SHORT EXERCISE 1: Can you update the rows below, starting with the line with "flower bed -> box" and going through the line with "top-left (116, 90), bottom-right (498, 345)", so that "flower bed" becomes "garden bed" and nothing else changes?

SOURCE:
— START —
Name of each exchange on which registered

Common Stock, $0.01 par value

 

CBL

 

New York Stock Exchange

7.375% Series D Cumulative Redeemable Preferred Stock, $0.01 par value

 

CBLprD

 

New York Stock Exchange

6.625% Series E Cumulative Redeemable Preferred Stock, $0.01 par value

 

CBLprE

 

New York Stock Exchange

 

Indicate by check mark whether the registrant is an emerging growth company as defined in Rule 405 of the Securities Act of 1933 (§230.405 of this chapter) or Rule 12b-2 of the Securities Exchange Act of 1934 (§240.12b-2).

Emerging growth company     

If an emerging growth company, indicate by check mark if the registrant has elected not to use the extended transition period for complying with any new or revised financial accounting standards provided pursuant to Section 13(a) of the Exchange Act.

 


ITEM 1.01 Entry into a Material Definitive Agreement

Restructuring Support Agreement

On August 18, 2020, CBL & Associates Properties, Inc. (the “REIT”) and CBL & Associates Limited Partnership (the “Operating Partnership”), the majority owned subsidiary of the REIT (collectively, the Operating Partnership and the REIT are referred to as the “Company”), entered into a Restructuring Support Agreement (the “RSA”) with certain beneficial owners and/or investment advisors or managers of discretionary funds, accounts or other entities for the holders of beneficial owners (the “Consenting Noteholders”) in excess of 57% of the aggregate principal amount of the Operating Partnership’s 5.25% senior unsecured notes due 2023 (the “2023 Notes”), the Operating Partnership’s 4.60% notes due 2024 (the “2024 Notes”) and the Operating Partnership’s 5.95% senior unsecured notes due 2026 (the “2026 Notes,” together with the 2023 Notes and 2024 Notes, the “Notes”). The press release issued in connection with the signing of the RSA is attached as Exhibit 99.1.

Under the RSA, each Consenting Holder agreed to, among other things: (i) support the restructuring transactions (the “Restructuring Transactions”) set forth in the terms of the RSA and vote and exercise any rights and powers available to it in favor of any matter reasonably necessary to implement such transactions, including but not limited to, supporting any request by the Company for further interest rate forbearance periods in advance of the commencement of any chapter 11 cases as contemplated by the RSA, (ii) use commercially reasonable efforts, subject to applicable laws, to give any notice, order, institution, or direction to the trustee under the that certain indenture, dated as of November 26, 2013, among the Operating Partnership, as the issuer, the REIT, as the limited guarantor, and the Delaware Trust Company, as successor trustee (the “Trustee”), as amended, modified or supplemented by that certain First Supplemental Indenture dated as of November 26, 2013 by and among the Operating Partnership, the Company, and the Trustee, the Second Supplemental Indenture dated as of December 13, 2016 by and among the Operating Partnership, the Company and the Trustee and the Third Supplemental Indenture dated as of January 30, 2019 by and among Operating Partnership, the Company, the Subsidiary Guarantors and the Trustee, governing the Notes to give effect to the Restructuring Transactions and (iii) negotiate in good faith and use commercially reasonable efforts to execute and implement the documentation required pursuant to and consistent with the RSA to which such Consenting Holder is required to be a party.
— END —
SHORT EXERCISE 2: Could you continue the CBL restructuring filing above, picking up right after its last sentence?

RECORDED DATA:
— START —
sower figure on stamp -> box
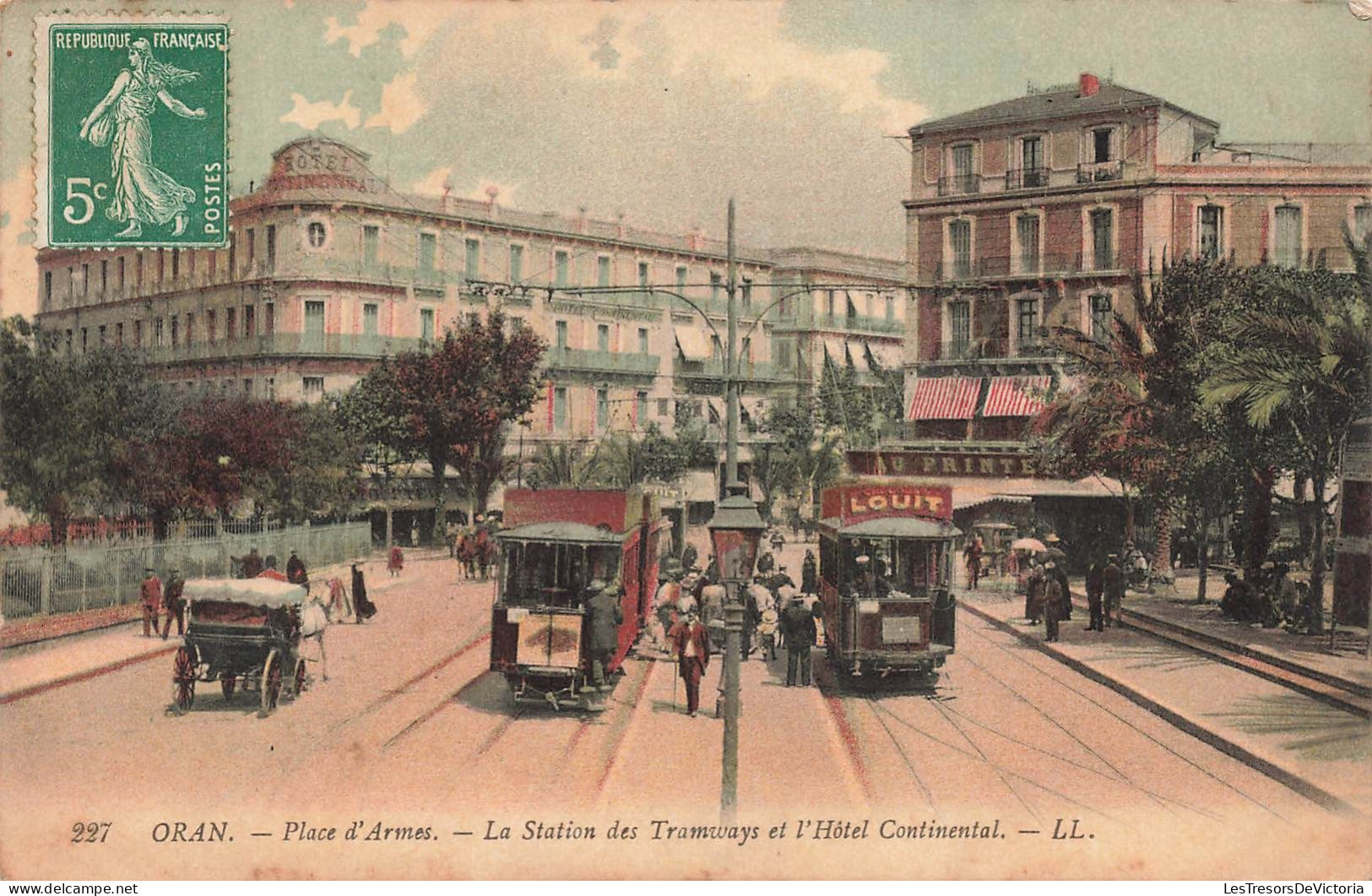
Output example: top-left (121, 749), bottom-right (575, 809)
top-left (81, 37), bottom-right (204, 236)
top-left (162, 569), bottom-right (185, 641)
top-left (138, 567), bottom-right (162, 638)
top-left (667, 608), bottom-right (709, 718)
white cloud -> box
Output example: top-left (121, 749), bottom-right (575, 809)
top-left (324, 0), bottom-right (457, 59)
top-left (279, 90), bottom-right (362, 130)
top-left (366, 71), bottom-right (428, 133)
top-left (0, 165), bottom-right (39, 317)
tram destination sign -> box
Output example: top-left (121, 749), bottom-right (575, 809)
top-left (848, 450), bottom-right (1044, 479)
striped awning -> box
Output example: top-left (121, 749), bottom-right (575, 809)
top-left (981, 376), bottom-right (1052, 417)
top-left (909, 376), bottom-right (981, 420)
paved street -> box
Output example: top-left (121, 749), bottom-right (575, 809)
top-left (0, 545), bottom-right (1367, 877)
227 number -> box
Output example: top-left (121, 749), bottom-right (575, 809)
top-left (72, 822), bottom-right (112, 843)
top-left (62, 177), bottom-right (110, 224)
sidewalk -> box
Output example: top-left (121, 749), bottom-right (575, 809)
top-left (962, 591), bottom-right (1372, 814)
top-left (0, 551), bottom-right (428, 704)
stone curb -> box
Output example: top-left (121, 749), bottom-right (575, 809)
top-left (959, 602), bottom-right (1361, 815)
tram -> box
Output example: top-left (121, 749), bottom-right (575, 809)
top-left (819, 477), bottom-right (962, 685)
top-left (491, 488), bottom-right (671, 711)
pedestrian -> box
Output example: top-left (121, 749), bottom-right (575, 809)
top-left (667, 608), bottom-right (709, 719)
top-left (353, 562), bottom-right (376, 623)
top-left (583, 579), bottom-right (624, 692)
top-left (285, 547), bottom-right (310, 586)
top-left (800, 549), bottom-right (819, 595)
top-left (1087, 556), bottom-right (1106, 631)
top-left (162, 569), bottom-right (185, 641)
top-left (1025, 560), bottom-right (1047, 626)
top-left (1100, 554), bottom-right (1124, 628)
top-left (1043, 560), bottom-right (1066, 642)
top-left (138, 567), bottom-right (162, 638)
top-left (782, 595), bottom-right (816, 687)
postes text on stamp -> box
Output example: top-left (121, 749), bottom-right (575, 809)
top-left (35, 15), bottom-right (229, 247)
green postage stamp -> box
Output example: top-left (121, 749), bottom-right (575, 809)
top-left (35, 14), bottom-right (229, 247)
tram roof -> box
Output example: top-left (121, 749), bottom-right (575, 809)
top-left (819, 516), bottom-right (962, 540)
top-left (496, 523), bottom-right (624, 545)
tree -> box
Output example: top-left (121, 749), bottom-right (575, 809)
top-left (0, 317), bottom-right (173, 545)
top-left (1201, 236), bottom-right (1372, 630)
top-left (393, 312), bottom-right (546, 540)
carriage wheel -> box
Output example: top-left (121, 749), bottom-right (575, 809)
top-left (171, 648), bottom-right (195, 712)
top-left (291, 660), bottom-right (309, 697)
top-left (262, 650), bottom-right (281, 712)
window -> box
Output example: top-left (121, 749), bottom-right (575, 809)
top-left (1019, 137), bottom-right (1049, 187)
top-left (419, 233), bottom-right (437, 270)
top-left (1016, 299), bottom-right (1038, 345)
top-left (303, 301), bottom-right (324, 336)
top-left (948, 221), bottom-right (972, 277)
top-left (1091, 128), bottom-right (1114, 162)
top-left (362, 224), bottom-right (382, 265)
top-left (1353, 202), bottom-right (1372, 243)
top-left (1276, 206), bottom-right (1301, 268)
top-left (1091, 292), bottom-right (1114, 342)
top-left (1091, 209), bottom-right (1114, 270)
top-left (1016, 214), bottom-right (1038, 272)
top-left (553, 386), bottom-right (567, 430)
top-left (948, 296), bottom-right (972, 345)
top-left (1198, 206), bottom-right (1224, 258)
— END —
— START —
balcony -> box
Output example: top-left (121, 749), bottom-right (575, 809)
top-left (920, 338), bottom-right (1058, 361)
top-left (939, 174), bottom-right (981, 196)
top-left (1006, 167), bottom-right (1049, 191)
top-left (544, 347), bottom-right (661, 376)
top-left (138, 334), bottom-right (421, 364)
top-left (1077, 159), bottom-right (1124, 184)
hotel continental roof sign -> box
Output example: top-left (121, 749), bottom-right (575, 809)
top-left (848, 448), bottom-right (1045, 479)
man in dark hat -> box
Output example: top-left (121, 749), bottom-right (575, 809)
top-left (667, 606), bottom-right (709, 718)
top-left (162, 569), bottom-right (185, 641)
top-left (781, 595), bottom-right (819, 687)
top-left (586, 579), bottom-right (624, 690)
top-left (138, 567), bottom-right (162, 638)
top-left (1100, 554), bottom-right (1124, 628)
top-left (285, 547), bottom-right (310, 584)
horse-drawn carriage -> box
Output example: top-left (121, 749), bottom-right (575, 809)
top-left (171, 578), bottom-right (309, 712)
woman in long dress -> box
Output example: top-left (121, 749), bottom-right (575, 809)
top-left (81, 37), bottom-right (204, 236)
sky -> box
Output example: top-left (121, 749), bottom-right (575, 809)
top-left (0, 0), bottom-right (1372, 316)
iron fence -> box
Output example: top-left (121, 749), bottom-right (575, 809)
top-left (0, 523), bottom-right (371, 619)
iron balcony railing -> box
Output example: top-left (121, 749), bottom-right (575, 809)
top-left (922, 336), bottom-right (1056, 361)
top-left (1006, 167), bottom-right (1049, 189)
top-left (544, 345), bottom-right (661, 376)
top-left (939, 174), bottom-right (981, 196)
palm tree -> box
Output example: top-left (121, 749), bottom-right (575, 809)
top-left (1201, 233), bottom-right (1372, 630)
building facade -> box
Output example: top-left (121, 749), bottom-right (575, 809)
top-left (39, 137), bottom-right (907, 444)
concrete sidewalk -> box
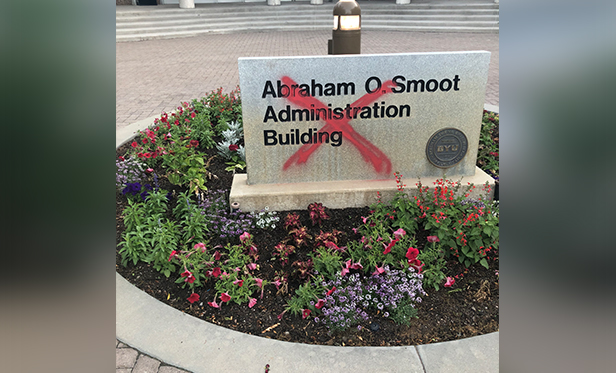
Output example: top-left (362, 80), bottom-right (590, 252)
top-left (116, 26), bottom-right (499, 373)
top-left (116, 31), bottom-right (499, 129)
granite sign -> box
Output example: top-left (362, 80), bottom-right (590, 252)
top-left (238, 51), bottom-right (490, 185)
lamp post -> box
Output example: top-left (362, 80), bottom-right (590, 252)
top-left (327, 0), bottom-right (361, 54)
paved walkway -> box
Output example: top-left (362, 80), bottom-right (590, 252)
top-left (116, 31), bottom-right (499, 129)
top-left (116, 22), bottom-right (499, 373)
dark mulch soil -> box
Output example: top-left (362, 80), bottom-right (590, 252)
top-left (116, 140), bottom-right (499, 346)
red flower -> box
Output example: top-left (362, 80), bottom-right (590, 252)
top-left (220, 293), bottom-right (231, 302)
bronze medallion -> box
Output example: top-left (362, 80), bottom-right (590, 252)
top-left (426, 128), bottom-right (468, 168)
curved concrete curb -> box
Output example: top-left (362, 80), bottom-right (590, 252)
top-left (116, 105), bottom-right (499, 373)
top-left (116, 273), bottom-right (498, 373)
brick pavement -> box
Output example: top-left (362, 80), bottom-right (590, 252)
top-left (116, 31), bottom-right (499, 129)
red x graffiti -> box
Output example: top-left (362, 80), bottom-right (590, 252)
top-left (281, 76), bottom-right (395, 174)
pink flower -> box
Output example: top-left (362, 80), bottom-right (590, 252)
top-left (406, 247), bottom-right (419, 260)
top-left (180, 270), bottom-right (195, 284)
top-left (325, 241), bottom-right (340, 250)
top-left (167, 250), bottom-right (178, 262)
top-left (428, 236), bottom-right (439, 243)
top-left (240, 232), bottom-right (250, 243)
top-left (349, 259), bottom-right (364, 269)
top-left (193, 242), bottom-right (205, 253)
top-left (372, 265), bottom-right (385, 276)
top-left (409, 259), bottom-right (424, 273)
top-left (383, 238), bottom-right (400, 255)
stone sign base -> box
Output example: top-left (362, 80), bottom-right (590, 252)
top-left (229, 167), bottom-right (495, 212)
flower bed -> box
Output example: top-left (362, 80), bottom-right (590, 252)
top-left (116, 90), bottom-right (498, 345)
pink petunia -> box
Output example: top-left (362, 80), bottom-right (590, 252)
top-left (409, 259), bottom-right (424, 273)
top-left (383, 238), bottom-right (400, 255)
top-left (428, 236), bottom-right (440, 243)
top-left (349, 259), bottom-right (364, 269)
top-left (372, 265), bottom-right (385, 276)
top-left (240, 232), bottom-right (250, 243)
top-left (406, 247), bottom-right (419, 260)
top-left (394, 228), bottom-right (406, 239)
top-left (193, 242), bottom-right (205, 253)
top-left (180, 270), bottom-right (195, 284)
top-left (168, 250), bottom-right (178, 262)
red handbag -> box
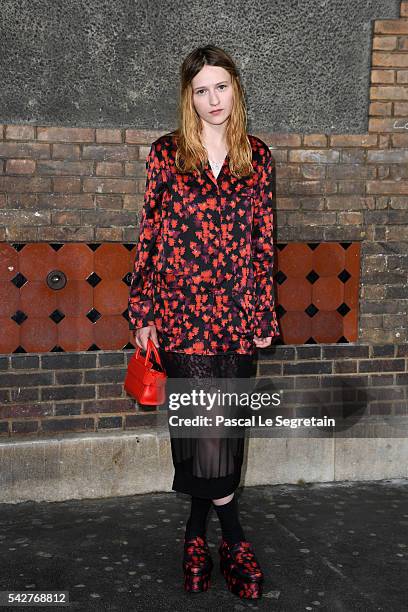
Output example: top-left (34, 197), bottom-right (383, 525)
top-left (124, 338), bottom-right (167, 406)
— END —
OUTPUT 1:
garden bed -> box
Output example: top-left (362, 80), bottom-right (590, 252)
top-left (116, 90), bottom-right (498, 345)

OUTPUT 2:
In addition, each Consenting Noteholder acknowledged and agreed that the “events of default” under the Indenture resulting from the nonpayment of the (a) $11.8 million interest payment that was due and payable on June 1, 2020 (the “2023 Notes Interest Payment”) to holders of the 2023 Notes and (b) $18.6 million interest payment that was due and payable on June 15, 2020 (the “2026 Notes Interest Payment”) to holders of the 2026 Notes are no longer continuing under the Indenture as a result of the Company making each of the 2023 Notes Interest Payment and 2026 Notes Interest Payment in full on August 5, 2020. Further, each Consenting Noteholder agreed that, in the event the Trustee or other holders of the 2023 Notes or 2026 Notes, as applicable, take any action to declare either or both of the 2023 Notes or 2026 Notes immediately due and payable pursuant to Section 502 under the Indenture, as a result of either or both of such “events of defaults” described in (a) or (b) above, the Consenting Noteholders, solely to the extent permitted under the Indenture, agree to rescind and cancel any such acceleration.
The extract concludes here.